# [SUPPLIED RECORDS]
☆ ☆ ☆
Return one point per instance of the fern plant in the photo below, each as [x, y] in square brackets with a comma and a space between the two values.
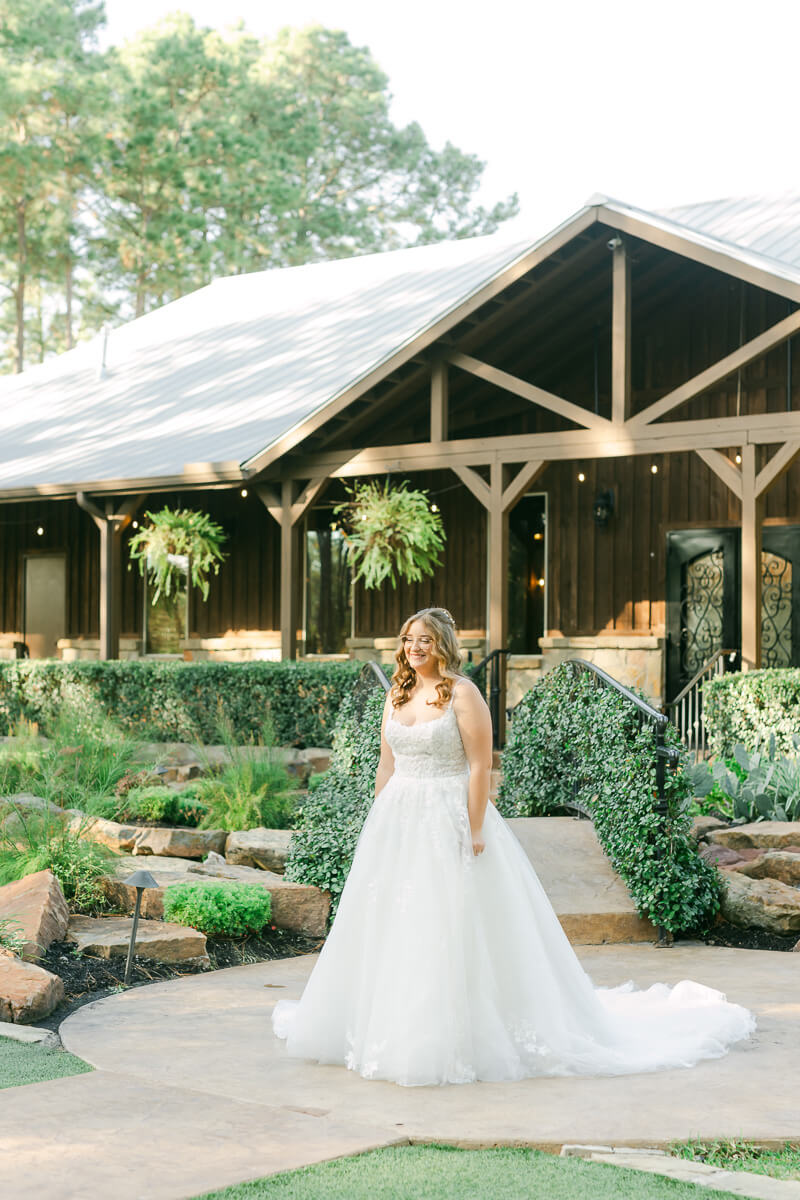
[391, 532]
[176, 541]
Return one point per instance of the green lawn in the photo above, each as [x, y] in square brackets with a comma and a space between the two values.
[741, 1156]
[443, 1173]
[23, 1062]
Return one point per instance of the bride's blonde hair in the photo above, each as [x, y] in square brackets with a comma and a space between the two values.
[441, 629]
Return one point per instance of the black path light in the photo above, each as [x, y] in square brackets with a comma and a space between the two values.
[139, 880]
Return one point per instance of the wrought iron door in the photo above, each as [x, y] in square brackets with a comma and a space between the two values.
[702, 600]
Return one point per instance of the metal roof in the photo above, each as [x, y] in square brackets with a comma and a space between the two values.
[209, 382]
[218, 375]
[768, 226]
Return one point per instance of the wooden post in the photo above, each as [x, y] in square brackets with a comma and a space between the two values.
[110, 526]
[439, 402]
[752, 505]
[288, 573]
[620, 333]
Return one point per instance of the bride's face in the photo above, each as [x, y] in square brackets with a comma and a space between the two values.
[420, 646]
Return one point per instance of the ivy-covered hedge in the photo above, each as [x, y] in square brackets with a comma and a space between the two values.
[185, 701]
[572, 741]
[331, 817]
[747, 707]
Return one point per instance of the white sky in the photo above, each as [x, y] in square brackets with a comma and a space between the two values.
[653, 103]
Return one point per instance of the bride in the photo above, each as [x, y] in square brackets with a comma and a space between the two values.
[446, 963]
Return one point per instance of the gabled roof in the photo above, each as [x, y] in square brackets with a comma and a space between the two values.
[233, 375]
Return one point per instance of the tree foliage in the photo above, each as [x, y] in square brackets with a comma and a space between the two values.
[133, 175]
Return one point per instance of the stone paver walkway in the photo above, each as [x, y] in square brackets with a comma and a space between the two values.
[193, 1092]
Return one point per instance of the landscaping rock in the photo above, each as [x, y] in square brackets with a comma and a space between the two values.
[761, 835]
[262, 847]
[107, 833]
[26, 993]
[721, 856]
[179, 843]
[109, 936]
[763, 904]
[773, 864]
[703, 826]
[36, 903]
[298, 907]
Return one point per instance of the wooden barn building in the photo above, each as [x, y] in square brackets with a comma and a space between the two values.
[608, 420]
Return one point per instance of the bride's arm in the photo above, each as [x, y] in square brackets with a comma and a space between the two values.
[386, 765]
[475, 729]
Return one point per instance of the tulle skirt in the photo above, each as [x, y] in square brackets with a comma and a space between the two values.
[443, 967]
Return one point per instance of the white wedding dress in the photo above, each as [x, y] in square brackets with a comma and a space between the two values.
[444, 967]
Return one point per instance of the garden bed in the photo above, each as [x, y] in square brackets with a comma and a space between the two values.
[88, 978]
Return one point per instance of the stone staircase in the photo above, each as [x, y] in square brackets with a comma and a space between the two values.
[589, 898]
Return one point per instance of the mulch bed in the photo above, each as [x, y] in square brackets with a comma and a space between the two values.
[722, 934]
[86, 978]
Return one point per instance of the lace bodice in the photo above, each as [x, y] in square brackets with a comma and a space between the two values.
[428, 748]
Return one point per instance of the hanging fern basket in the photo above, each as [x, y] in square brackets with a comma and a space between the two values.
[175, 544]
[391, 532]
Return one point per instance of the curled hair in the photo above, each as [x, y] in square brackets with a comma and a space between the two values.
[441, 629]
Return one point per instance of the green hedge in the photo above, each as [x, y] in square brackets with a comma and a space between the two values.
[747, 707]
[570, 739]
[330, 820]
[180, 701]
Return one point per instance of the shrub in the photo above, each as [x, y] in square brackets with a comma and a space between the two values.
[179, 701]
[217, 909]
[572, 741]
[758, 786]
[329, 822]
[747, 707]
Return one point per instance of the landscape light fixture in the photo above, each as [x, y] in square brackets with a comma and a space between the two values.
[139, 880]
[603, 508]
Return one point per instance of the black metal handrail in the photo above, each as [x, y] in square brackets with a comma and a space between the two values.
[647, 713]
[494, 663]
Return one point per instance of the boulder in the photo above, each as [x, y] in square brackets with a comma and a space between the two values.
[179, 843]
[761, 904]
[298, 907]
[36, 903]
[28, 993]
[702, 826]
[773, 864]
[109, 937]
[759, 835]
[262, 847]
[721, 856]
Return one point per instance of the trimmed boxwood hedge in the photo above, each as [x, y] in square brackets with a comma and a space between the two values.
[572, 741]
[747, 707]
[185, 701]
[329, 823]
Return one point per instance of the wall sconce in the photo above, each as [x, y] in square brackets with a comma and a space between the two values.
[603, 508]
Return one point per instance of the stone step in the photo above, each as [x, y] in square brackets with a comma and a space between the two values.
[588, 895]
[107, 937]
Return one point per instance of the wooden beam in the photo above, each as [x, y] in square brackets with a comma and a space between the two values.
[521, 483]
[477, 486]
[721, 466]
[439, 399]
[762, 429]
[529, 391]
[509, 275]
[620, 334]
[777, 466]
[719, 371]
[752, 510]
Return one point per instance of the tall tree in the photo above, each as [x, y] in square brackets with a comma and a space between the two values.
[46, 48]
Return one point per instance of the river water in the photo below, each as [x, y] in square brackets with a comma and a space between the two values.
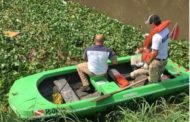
☆ ☆ ☆
# [WHAT YOU ARE ASKED TO DO]
Print out every entry above without changing a word, and leave out the pictures.

# [RESPONSE TO THIS EXERCISE]
Return one point per instance of the fern plant in the photo below, each as [x, y] in square brackets with a comma and a space between the two values.
[391, 532]
[176, 541]
Return one point per instance of the green lawn in the photo above, each as [x, y] in square brackets with a comma and a space between the two values.
[741, 1156]
[443, 1173]
[23, 1062]
Return one point per instance of the bride's blonde hair in the photo above, each as [x, y] in square brackets with a comma and a space between the two values.
[441, 629]
Return one point per instance of the black path light in the photo above, each as [x, y] in square brackets with a comma and a space between the two values.
[139, 880]
Return one point per instance of the wrought iron door in the photo above, each as [x, y] in square brackets with a comma and a space between the two values.
[702, 600]
Return one point per instance of the metal roof in the photo above, each as [x, y] in square brackets with a comma and a space between the two values.
[209, 382]
[218, 375]
[768, 226]
Return one point per instance of the wooden post in the photo above, each as [x, y] in square brackets with a comma and a space between the two values.
[110, 526]
[439, 402]
[752, 505]
[288, 573]
[620, 333]
Return one point per instance of the bride's face in the photo above, each as [x, y] in square brackets with a comma and a space between the two values.
[420, 646]
Return one point per instance of the ivy-covered hedge in the photo above, each as [x, y] in square brackets with a comma and a space between the two values.
[185, 701]
[572, 741]
[331, 817]
[747, 707]
Return one point per instance of the white sky in the photo above, each as [x, y] in square brackets with a comma and a space between the two values.
[653, 103]
Return one point per instance of the bride in the photo above, each as [x, y] in square brackets with a comma and a space between the two values.
[446, 963]
Return one point per instance of the gabled roof in the photo above, each as [x, y] in square brackets with a comma and a space between the two values.
[233, 375]
Return one point per instance of the tree foliage in the photo above, each as [x, y] in square brackets with a comma and a space between the two values.
[133, 175]
Return one point per instance of the stone paver walkway in the photo above, each as [x, y] in square brackets with a comma and a space between the two values.
[193, 1092]
Return one point per instance of the landscaping rock in the photo above, each as [x, y] in square brackets with a comma and a space between the two values.
[761, 835]
[262, 847]
[107, 833]
[26, 993]
[721, 856]
[179, 843]
[109, 936]
[763, 904]
[773, 864]
[703, 826]
[36, 903]
[298, 907]
Return one point per instance of the wooden barn building in the photo above, each as [x, y] in square brackets with a comma and a space between the two values.
[608, 420]
Return one point per instance of the bride's arm in the photo above, each as [x, y] in square brackets with a comma and a space between the two values.
[386, 765]
[475, 729]
Return one point per instance of the tulle skirt in the photo above, each as [x, y] in square brackets with a comma and a space between the two values.
[443, 967]
Return one point per instance of the white wedding dress in the photo above, each as [x, y] in square brackets with a comma and a space between the two values.
[444, 967]
Return one point per instance of the garden bed in the photo above, each as [x, y] in square brackets with a comma and a space between the two values.
[88, 978]
Return one point per instance of the stone staircase in the photo above, each as [x, y] in square brackets with a comma and a space between the two values.
[589, 898]
Return one point per instance of the mulch bed in the photo above, each as [x, y] in square brackets with a comma and a space between the two values.
[722, 934]
[86, 978]
Return one point per instance of the lace bodice in the photo above, each as [x, y] in square brackets with a comma and a space between the two values.
[428, 748]
Return one point per instance of the hanging fern basket in the photo above, each as [x, y] in square brackets with a comma and a space between the two values.
[175, 544]
[391, 532]
Return one point per instance of the curled hair in the photo above, each as [x, y] in square brackets with a comma and a space between the two values.
[441, 629]
Return one point per instance of the green hedge in the photo above, each as [x, y] in square brackets with a comma and a space between the two values.
[747, 707]
[570, 739]
[330, 820]
[180, 701]
Return one point per instance of the shrub in the photo above, each as [x, y] in square brackets with a comma and a space between the two values.
[179, 701]
[217, 909]
[572, 741]
[758, 786]
[329, 822]
[747, 707]
Return one point per instance of the landscape light fixture in the photo above, each as [x, y] in square brackets with a comma and a space between the two values.
[139, 880]
[603, 508]
Return one point per instance of the black metal handrail in the photo above, each as [x, y] in square brackets with a comma and a space between the two values.
[647, 713]
[494, 663]
Return one point per instance of the boulder in the photo above, each as [x, y] in square brackets with a comma and a space between the two values.
[179, 843]
[761, 904]
[298, 907]
[36, 903]
[28, 993]
[702, 826]
[773, 864]
[109, 937]
[759, 835]
[262, 847]
[721, 856]
Return one point per instance of the trimmed boxwood hedge in the photo above, each as [x, y] in square brackets with a comma and a space between the two values.
[572, 741]
[747, 707]
[185, 701]
[329, 823]
Return one point per instance of the wall sconce in the photo above, each as [x, y] in square brackets with a comma and a space between the two values.
[603, 508]
Return one point per instance of the stone step in the photo above, each as [x, y] in square brackets with a comma and a space between the two values.
[588, 895]
[107, 937]
Return one point per instance of the wooden beam in the photo above, each as [x, y] in square brackets with a comma and a space between the two values.
[521, 483]
[477, 486]
[721, 466]
[439, 399]
[762, 429]
[529, 391]
[509, 275]
[620, 334]
[777, 466]
[719, 371]
[752, 510]
Return one point per instance of the tall tree in the photo above, each as [x, y] in square brackets with a comma and a space between the two values.
[46, 48]
Return one point per instance of the river water in the photo below, each as [x, y] in square brackets with a comma and a space between the two values.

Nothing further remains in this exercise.